Vorgegebener Text:
━━━━━━━━━━
Hallo, liebe Claudia,

ich habe wieder ein Anliegen; heute geht es um das Thema „Schimpfen“ und ich bin ehrlich: Auch wenn ich keine schlechte Laune habe oder negative Emotionen empfinde: Ich schimpfe gern vor mich hin; über die fehlende Sonne, die nicht schrumpfenden Leseberge oder über die Ampel, die nicht schnell genug auf grün umschaltet. Mir tut das schimpfen gut, denn wenn ich schimpfe hilft mir das beim Abreagieren von negativen Emotionen.

Doch ich schimpfe nicht nur für mich, sondern habe es mir auch zur Angewohnheit gemacht, mit meinen Mitmenschen zu schimpfen, ohne dass ich beleidigend werde oder jemanden zur Schnecke mache. Wenn z. B. mein Mann und ich unterschiedliche Ansichten hegen, sauer aufeinander oder uns uneins sind, klären wir das nicht durch Hasstiraden zu Hause, sondern schimpfen uns während eines Spaziergangs an. Nicht lautstark und auch nicht böse. Doch während wir so nebeneinander hergehen, fällt es einem viel leichter offen zu sprechen, über seine Gefühle, Empfindungen und den Unmut, den jeder von uns empfindet. Man muss sich dabei nicht anschauen, ist in Bewegung und wenn wir nach unserer „Runde“ wieder zu Hause sind, hat sich der Ärger meist gelegt, weil jeder weiß, was der andere denkt. Mir und meiner Familie tut diese Art des Dampfablassen ziemlich gut.
━━━━━━━━━━
Datenauszug:
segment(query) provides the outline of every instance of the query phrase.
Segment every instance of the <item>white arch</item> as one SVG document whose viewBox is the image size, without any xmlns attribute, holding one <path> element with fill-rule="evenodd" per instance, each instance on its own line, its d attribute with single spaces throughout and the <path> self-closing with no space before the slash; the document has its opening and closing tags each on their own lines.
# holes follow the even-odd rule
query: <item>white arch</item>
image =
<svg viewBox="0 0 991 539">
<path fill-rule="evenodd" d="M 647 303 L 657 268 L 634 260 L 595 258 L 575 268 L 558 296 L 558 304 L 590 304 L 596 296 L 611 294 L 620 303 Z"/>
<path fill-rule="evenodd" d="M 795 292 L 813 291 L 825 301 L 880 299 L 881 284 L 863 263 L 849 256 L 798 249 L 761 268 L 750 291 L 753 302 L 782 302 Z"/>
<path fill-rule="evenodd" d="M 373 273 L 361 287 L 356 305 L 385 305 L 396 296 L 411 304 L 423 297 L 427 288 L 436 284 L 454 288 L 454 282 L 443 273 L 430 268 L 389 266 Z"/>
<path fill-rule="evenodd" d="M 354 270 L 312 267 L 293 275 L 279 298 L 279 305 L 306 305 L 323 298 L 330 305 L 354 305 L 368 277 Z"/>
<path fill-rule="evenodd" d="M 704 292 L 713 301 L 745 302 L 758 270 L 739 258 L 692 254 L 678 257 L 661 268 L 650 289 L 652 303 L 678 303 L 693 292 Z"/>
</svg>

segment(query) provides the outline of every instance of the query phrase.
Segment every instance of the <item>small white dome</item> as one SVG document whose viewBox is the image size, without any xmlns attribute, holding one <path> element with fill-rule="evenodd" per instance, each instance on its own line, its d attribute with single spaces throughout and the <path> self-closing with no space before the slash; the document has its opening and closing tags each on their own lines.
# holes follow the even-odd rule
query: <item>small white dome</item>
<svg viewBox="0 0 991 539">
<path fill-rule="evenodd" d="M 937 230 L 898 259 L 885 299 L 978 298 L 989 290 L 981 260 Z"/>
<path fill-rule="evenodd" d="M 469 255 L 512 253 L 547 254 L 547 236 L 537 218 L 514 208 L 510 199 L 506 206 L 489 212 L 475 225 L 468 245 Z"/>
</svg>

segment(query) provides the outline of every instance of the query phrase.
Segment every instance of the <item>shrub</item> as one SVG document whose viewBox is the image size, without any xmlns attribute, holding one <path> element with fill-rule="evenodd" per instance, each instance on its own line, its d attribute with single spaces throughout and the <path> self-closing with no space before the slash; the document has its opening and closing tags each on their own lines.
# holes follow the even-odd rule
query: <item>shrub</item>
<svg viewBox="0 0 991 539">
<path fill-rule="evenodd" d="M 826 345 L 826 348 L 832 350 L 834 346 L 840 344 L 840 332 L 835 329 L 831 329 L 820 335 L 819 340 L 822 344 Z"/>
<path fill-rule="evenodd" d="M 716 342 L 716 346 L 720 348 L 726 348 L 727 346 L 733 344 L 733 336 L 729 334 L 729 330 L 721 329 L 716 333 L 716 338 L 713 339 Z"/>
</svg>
━━━━━━━━━━
Entnimm dem Text über das Schimpfen wörtlich die Passage, die bei „Doch ich schimpfe“ beginnt und bei „Dampfablassen ziemlich gut.“ endet. Die Einträge braucht man für die Bearbeitung nicht.

Lösung:
Doch ich schimpfe nicht nur für mich, sondern habe es mir auch zur Angewohnheit gemacht, mit meinen Mitmenschen zu schimpfen, ohne dass ich beleidigend werde oder jemanden zur Schnecke mache. Wenn z. B. mein Mann und ich unterschiedliche Ansichten hegen, sauer aufeinander oder uns uneins sind, klären wir das nicht durch Hasstiraden zu Hause, sondern schimpfen uns während eines Spaziergangs an. Nicht lautstark und auch nicht böse. Doch während wir so nebeneinander hergehen, fällt es einem viel leichter offen zu sprechen, über seine Gefühle, Empfindungen und den Unmut, den jeder von uns empfindet. Man muss sich dabei nicht anschauen, ist in Bewegung und wenn wir nach unserer „Runde“ wieder zu Hause sind, hat sich der Ärger meist gelegt, weil jeder weiß, was der andere denkt. Mir und meiner Familie tut diese Art des Dampfablassen ziemlich gut.